### Requirement
Extend the news text about Edgar Savisaar's health and his criminal case, beginning right after its final sentence.

### Extracted text
==================================================

Savisaar and his defenders seek to terminate the criminal matter on grounds of the politician's medical condition before the trial can start in earnest.

Savisaar has been charged with consenting to extensive bribes on multiple counts as well as extensive money laundering. Charges also include multiple counts of large-scale embezzlement and accepting of illicit donations to the Center Party.

The forensic institute has formed a committee of experts to analyze Savisaar's medical history. Savisaar posted the expert opinion of his cardiologist Jaan Eha on social media on Saturday in a possible attempt to sway the panel.

The acclaimed cardiologist lists all manner of medical procedures Edgar Savisaar has received since 2003 as well as his complaints, and concludes Savisaar's condition is likely to deteriorate during the trial and could even lead to sudden death.

Savisaar, still in charge of the Center Party at the time, was prepared to run for president a year ago when his medical condition had, according to Eha, already reached its current poor state. Savisaar is currently weighing whether to run in this fall's local elections. Savisaar attended a kindergarten's birthday party just before the holidays where he gave a speech and an interview to the Pervõi Baltiski Kanal (PBK).

Forensic specialists carry out more than 2,400 analyses every year in Estonia more than half of which concern people who are already dead, while examinations of living persons usually concern victims of attacks. Expert analyses like the one in Savisaar's case are rare.

Judges and attorneys approached by Postimees said that cases where criminal proceedings have been terminated because of the accused's medical condition number very few.

One such case concerned one of the many participants of the so-called Paulus trial, Rainer Soo, whose case was closed due to his medical condition. Soo's lawyer Sirje Must said it took several expert analyses before the court decided to terminate the matter.

==================================================

### Dataset
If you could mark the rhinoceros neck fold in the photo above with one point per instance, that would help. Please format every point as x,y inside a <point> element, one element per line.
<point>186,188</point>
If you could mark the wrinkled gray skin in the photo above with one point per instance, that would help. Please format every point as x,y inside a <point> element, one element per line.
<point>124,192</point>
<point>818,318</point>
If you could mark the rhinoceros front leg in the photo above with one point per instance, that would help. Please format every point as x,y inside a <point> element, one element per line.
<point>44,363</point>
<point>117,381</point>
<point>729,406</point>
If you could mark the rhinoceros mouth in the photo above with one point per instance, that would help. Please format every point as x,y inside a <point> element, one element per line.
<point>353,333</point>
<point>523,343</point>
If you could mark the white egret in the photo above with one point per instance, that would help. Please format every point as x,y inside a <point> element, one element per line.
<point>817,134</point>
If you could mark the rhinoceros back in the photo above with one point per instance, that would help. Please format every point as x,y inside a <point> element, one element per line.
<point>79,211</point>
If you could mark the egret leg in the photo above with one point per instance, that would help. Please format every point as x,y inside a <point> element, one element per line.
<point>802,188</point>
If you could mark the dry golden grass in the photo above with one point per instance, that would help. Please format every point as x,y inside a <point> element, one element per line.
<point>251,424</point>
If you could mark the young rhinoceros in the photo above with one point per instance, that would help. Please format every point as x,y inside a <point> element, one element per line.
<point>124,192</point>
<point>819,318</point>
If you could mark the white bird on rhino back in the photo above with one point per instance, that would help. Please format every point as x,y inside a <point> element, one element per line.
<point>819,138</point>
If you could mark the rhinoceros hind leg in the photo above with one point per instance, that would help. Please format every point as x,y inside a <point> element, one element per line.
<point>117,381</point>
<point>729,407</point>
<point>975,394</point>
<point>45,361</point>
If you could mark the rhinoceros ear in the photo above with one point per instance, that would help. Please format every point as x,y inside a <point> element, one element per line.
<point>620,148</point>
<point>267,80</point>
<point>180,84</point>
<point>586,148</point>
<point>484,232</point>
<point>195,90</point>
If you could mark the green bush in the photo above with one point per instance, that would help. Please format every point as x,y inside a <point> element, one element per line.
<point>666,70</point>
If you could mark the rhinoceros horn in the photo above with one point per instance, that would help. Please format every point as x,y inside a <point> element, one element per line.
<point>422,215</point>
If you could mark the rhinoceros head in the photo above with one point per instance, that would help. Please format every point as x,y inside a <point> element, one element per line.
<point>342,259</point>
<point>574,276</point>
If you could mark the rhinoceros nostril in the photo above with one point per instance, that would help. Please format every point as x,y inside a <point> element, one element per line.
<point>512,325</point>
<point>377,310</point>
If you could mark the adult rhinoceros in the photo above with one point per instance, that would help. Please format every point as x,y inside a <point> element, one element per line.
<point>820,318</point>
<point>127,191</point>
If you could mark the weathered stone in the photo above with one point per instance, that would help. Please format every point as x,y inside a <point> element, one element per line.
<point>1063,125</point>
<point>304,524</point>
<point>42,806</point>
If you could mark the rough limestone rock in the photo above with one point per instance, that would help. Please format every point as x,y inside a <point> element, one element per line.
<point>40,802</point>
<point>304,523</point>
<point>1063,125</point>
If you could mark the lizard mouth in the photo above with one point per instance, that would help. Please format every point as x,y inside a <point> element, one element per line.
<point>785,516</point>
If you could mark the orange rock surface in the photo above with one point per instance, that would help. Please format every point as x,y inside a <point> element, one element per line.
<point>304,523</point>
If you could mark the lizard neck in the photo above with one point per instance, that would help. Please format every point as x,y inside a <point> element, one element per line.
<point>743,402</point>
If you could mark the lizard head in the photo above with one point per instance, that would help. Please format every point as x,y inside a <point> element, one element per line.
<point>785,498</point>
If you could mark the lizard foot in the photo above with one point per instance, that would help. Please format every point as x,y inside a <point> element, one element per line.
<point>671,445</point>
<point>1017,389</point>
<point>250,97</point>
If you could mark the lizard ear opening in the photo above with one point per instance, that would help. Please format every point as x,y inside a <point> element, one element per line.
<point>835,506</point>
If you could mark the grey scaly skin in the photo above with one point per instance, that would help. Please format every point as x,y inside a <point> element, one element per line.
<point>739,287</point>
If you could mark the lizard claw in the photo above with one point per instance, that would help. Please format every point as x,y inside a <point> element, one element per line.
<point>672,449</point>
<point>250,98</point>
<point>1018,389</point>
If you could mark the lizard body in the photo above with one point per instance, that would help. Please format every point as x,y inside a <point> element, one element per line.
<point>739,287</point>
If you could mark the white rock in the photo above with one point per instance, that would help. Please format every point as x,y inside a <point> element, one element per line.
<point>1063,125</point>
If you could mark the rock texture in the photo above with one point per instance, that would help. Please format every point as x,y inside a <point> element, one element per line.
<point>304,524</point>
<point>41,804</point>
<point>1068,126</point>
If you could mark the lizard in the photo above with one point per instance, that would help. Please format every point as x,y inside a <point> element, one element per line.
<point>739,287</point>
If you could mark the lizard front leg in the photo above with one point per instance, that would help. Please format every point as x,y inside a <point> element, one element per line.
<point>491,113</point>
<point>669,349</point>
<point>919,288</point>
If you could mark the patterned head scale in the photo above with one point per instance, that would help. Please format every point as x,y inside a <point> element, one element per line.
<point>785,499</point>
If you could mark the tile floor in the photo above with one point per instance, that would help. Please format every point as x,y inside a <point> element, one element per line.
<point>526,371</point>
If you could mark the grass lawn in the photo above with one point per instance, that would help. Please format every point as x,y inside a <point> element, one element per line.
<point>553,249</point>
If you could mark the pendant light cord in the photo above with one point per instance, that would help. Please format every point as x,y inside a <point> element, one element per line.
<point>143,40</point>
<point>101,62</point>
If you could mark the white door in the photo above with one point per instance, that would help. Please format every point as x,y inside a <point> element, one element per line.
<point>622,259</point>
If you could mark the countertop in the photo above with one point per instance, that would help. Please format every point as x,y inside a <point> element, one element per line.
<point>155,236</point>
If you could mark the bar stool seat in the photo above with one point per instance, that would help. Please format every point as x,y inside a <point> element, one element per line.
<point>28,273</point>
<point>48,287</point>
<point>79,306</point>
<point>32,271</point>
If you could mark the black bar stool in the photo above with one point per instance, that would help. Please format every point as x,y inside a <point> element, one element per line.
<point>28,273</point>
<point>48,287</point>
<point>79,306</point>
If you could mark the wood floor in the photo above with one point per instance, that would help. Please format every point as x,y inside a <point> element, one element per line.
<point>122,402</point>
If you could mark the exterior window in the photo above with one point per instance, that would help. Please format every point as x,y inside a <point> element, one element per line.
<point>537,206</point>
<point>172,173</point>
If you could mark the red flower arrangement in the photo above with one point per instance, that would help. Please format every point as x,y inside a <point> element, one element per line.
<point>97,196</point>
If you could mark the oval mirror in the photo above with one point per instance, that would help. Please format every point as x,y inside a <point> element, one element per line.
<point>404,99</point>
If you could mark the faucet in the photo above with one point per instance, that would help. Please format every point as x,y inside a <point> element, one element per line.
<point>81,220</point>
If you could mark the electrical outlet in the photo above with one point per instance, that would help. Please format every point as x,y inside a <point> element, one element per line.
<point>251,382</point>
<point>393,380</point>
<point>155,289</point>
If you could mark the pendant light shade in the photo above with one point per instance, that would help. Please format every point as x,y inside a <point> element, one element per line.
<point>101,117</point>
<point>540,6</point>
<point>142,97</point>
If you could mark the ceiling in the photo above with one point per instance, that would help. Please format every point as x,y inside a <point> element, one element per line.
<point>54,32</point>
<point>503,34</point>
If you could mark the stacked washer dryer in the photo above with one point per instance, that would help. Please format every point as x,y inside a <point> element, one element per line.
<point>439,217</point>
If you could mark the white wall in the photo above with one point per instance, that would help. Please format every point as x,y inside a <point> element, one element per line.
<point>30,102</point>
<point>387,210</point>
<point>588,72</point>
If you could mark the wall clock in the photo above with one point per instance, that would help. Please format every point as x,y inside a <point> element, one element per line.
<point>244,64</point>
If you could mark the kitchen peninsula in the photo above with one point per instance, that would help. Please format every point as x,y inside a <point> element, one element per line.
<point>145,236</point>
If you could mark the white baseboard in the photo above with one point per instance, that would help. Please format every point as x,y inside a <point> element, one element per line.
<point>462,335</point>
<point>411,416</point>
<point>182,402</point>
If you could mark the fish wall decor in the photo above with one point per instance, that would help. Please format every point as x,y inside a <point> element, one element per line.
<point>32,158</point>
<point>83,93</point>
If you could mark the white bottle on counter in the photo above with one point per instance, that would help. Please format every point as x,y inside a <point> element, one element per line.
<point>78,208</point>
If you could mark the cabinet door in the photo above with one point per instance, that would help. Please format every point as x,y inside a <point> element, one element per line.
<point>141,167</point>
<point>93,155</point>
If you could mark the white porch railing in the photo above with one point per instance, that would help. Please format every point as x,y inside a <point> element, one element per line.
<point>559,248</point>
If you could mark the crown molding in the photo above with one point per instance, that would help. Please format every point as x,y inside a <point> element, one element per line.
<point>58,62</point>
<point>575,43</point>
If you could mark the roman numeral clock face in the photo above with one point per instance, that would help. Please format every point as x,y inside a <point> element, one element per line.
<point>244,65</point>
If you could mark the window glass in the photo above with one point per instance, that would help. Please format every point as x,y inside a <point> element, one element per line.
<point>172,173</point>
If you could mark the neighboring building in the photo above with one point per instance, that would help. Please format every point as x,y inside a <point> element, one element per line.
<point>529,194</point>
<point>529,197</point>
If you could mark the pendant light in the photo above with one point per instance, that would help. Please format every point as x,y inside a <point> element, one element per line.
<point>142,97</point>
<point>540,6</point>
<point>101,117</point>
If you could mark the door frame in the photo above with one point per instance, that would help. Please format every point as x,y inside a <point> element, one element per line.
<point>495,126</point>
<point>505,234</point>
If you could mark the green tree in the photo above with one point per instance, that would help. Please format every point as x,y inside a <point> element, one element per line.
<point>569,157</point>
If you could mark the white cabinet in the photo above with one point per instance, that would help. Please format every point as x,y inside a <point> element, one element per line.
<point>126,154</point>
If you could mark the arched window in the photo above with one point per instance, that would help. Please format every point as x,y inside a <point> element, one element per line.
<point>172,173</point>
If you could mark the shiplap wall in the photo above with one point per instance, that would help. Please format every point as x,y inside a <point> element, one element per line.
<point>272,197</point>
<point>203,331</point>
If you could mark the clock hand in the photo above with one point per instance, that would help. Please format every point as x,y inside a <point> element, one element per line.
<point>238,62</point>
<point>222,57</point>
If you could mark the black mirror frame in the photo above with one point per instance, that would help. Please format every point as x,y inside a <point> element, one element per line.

==================================================

### Written response
„He could (and can) only lie down, he couldn't walk, and it was impossible to transport him in a car as every move he made caused him sharp pain. He was also constantly under the effect of strong painkillers and unable to participate in the trial even via video conferencing,“ Must described. That was the first time in Must's career a matter was terminated over the accused's medical condition.

„Another one of my clients was ordered to undergo forensic medical examination in the Narva courthouse; time will tell how that will end,“ she said. „The person is in prison, has physical and other kinds of problems and a long medical history,“ she said. „It will be very interesting to see how these analyses will turn out for different people,“ she said, pointing to the perceived gap between a simple accused awaiting trial in prison and Edgar Savisaar.

Termination on grounds of medical condition was considered years ago in cases where people accused of repeated crimes against humanity had reached old age. Rulings were deferred only in isolated cases.

Judge Kristel Pedassaar of the Kuressaare courthouse, who has tried a dozen Saaremaa deporters, recalled that the court had to terminate proceedings on grounds of the medical condition of the accused on a single occasion.

„The accused was ailing, underwent several expert analyses, and the case was finally terminated after lengthy proceedings,“ the judge remembered. Pedassaar added, however, that cases of crimes against humanity by deporters that are not subject to expiration cannot be compared to charges against Savisaar.